• [Given instruction A]: Locate every line in the rows below that contains the string "baseball" and copy each one. Case counts.

• [Passage given]:
▬▬▬

I am writing from Nablus on the eve of war. Everyone expects the war to start tonight, but no one is sealing their windows here, or buying duct tape. The Israeli government has not issued gas masks to the Palestinians, nor to us, the internationals who are here as witnesses and nonviolent interveners between the Israeli forces and the Palestinian civilians. Today was a day of rainstorms, cloudbursts, sudden claps of thunder. My friend Jean, who has joined me here, says they sound like explosions. She wonders if they scare people.

 

I assure her that the people here know the sound of explosions well, recognize the subtle differences between live ammunition and rubber bullets being fired, the thunder of shells and the shock of houses being blown up. In fact, the people here seem calm, though sad. They are, perhaps, less anxious about the war because they are already at war. They know well that the U.S. attack on Iraq could trigger massive repression here, or even transfer, but they don't seem to waste energy in anxiety about it. Some stock up on food. Tanks have already rolled into town tonight--people avoid them and hurry home, but here in the Balata refugee camp the shops stay open, the TV's on. "Bush"-thumbs down, a shopkeeper smiles at me. "War tonight--Bush bad!" we hear from people on the street. Some, who speak English, offer condolences on Rachel Corrie's death. They know who we are: there are no tourists here.

▬▬▬

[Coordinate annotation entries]
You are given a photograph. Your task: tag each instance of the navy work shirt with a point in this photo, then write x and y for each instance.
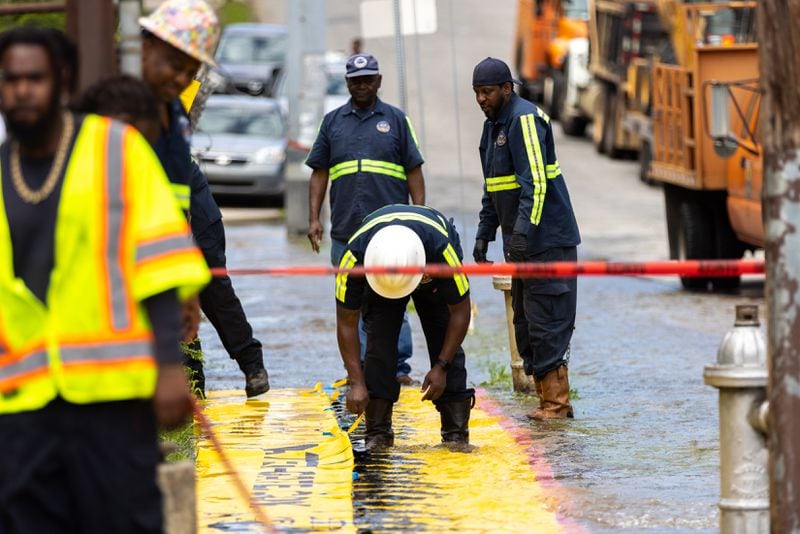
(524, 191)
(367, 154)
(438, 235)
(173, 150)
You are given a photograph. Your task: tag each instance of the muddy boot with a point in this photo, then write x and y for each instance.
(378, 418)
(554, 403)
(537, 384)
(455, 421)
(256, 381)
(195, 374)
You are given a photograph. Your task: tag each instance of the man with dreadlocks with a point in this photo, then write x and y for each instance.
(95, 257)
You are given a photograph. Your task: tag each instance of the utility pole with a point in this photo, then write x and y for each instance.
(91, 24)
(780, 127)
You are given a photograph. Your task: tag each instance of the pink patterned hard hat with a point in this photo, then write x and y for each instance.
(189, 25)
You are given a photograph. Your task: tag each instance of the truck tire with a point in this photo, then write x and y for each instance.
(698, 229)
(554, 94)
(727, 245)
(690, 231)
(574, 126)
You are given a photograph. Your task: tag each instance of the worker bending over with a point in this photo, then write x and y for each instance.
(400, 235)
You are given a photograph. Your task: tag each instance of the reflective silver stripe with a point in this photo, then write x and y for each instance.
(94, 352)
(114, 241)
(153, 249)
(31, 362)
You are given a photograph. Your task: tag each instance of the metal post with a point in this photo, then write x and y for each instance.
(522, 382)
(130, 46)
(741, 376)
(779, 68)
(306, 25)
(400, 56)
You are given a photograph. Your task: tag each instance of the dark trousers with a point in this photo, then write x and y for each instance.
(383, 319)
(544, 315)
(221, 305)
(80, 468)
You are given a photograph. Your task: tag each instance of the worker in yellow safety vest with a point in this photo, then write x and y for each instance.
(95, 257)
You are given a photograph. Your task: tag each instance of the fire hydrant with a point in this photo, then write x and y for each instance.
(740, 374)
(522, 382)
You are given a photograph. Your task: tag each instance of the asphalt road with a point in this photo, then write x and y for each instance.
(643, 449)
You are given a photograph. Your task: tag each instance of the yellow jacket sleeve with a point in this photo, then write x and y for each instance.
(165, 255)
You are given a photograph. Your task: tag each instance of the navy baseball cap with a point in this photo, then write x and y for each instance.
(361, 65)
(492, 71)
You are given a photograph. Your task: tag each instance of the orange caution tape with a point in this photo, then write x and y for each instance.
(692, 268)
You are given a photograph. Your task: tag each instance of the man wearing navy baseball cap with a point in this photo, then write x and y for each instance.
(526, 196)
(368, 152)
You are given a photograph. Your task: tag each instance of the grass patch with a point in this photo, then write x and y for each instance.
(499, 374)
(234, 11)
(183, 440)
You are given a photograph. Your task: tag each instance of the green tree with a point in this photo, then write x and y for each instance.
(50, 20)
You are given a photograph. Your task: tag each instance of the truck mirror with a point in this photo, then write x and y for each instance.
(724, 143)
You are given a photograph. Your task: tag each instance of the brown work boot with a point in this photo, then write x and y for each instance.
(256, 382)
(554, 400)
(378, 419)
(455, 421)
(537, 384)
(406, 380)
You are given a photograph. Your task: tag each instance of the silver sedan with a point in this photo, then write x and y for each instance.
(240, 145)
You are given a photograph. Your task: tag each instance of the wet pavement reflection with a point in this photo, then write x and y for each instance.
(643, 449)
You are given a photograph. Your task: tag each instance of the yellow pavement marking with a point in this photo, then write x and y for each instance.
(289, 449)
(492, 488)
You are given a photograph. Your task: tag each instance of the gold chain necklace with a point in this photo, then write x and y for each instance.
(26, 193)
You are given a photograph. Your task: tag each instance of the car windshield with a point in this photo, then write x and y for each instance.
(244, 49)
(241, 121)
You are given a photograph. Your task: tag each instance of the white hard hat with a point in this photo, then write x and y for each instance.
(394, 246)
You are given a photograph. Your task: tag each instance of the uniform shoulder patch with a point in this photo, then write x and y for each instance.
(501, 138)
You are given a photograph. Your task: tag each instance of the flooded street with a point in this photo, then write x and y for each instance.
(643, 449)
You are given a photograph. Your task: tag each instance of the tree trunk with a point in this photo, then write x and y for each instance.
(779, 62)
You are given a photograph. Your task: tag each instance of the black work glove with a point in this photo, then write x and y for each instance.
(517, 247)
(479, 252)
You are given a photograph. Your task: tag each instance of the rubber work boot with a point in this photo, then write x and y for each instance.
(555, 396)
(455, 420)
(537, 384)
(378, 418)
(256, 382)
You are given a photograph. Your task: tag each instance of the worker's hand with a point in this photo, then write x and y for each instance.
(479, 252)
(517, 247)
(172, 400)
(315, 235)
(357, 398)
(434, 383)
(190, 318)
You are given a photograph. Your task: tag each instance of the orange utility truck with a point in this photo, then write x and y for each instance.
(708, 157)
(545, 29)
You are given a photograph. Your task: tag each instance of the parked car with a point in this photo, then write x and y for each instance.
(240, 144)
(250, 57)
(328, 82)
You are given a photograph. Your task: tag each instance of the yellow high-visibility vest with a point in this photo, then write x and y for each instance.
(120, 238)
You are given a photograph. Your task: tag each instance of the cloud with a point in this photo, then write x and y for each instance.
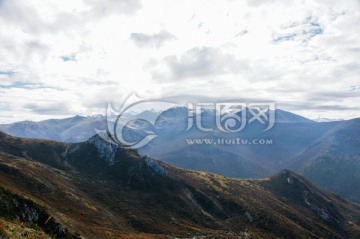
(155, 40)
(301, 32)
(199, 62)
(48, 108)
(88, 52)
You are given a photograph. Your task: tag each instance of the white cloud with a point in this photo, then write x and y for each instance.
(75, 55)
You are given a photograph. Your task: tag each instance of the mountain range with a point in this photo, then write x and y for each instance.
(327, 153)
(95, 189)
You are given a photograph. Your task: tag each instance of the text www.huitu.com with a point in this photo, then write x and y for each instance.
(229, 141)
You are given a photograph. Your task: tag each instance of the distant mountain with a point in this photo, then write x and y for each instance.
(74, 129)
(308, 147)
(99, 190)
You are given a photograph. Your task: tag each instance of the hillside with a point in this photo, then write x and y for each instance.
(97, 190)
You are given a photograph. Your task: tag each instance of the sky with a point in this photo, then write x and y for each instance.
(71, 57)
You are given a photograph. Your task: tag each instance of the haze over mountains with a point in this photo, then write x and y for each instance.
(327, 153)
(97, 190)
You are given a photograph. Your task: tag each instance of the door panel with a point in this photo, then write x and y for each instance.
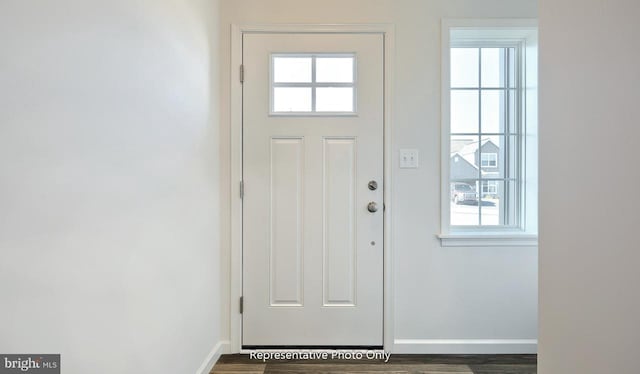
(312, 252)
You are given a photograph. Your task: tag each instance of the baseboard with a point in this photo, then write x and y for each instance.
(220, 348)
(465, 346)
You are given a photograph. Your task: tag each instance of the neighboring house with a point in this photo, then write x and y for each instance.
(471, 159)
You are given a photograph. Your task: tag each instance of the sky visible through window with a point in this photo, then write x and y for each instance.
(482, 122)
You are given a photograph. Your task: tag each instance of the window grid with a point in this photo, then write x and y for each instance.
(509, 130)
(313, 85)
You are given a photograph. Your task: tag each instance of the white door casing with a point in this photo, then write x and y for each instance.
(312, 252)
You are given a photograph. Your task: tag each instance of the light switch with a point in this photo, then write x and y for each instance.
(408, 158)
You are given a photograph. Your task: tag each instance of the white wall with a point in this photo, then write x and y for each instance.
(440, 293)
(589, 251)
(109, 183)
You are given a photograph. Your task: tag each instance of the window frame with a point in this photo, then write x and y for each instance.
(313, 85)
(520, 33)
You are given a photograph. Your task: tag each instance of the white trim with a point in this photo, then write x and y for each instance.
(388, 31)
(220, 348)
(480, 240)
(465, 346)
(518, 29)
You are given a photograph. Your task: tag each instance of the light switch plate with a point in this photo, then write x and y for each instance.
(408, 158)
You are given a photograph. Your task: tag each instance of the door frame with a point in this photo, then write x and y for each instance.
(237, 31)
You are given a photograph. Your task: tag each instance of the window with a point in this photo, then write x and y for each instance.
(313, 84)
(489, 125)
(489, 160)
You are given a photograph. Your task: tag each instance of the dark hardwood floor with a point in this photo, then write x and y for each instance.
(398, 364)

▬▬▬

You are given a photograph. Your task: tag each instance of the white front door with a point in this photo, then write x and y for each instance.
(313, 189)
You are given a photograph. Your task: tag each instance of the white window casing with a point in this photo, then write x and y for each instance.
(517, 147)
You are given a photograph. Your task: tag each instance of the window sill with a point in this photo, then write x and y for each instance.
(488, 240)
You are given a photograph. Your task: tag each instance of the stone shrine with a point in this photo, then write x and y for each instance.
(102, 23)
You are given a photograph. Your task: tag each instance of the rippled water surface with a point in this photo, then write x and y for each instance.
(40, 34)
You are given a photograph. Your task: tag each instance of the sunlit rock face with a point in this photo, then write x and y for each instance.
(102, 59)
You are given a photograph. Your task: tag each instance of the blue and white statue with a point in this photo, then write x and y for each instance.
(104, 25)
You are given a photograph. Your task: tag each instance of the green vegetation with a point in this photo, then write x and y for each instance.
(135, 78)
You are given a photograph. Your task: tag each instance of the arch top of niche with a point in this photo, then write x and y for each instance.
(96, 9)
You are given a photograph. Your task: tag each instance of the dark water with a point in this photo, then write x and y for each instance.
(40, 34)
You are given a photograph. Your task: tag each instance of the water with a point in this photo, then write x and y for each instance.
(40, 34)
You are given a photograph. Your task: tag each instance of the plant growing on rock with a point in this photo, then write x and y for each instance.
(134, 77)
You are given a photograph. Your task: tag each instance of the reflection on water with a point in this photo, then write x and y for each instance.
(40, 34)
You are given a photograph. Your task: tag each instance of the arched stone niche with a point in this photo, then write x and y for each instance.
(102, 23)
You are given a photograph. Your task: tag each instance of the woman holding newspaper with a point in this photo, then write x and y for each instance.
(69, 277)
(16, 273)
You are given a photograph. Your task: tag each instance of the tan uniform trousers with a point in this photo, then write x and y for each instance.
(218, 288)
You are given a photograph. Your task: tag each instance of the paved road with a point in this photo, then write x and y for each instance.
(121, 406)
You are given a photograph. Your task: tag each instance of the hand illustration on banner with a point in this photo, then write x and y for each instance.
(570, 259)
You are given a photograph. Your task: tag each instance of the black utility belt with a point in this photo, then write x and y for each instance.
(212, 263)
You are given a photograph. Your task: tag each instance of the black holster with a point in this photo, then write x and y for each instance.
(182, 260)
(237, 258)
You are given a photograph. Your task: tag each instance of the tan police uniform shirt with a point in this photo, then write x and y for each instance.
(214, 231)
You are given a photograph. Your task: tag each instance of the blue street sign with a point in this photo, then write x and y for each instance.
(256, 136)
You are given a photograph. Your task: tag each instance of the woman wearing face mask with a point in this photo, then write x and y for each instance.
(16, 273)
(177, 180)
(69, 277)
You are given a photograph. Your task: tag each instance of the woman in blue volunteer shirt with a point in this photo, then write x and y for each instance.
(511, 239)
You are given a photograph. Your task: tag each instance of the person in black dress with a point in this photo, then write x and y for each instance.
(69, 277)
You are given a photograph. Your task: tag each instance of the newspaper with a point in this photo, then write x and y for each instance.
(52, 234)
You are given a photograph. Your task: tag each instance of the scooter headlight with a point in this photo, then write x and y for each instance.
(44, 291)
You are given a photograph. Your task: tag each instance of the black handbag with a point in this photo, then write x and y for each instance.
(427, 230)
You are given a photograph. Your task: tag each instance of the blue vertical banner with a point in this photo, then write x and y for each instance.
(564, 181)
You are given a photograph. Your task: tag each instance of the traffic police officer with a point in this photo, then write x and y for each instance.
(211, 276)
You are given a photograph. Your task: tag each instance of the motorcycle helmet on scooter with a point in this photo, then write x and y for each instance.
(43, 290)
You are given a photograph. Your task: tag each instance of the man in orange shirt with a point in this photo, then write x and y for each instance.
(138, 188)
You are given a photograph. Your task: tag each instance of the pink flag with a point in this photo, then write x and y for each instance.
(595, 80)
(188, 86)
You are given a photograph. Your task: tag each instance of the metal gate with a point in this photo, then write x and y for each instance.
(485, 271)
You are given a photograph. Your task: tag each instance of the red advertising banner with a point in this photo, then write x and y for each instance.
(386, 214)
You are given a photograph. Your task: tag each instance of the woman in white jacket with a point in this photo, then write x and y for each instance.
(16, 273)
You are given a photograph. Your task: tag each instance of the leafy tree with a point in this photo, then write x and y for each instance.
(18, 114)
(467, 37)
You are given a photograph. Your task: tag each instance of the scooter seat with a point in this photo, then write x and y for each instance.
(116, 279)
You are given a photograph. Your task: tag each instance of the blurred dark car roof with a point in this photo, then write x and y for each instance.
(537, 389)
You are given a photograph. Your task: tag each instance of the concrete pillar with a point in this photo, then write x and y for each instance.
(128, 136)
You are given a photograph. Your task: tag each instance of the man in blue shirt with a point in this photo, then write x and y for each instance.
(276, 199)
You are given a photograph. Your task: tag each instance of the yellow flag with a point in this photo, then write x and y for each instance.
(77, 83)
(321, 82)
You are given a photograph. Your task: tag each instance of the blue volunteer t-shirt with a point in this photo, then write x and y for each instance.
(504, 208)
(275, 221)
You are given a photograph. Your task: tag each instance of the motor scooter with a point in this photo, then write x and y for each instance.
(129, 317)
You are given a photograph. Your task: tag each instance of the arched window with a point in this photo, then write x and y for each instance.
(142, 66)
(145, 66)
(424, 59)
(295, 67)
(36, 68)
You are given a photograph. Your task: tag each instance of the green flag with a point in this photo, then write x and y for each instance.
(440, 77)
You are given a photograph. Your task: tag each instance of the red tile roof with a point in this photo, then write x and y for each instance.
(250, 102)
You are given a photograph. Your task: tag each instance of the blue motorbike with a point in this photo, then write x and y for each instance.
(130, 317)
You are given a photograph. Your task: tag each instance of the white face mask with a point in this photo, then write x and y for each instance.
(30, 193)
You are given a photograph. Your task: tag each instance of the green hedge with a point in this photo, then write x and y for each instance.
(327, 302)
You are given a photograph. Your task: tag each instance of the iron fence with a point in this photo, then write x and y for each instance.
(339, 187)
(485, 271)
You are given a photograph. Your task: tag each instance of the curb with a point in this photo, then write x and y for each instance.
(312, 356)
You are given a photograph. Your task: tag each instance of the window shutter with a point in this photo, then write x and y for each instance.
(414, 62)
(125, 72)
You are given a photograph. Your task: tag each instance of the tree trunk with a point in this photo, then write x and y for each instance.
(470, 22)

▬▬▬

• [Given instruction B]: According to the account from Nablus, why might the people there be less anxious about the coming war?

• [Result A]:
You are given a photograph. Your task: tag each instance of the navy baseball cap with a point in this photo, then write x and y for each instance.
You are given a photograph. Your task: tag each instance of the man wearing navy baseball cap with a point in this photo, then write x and y for each instance.

• [Result B]: They may be less anxious because they are already at war. They know the U.S. attack on Iraq could bring massive repression or even transfer, but they don't seem to spend energy worrying about it.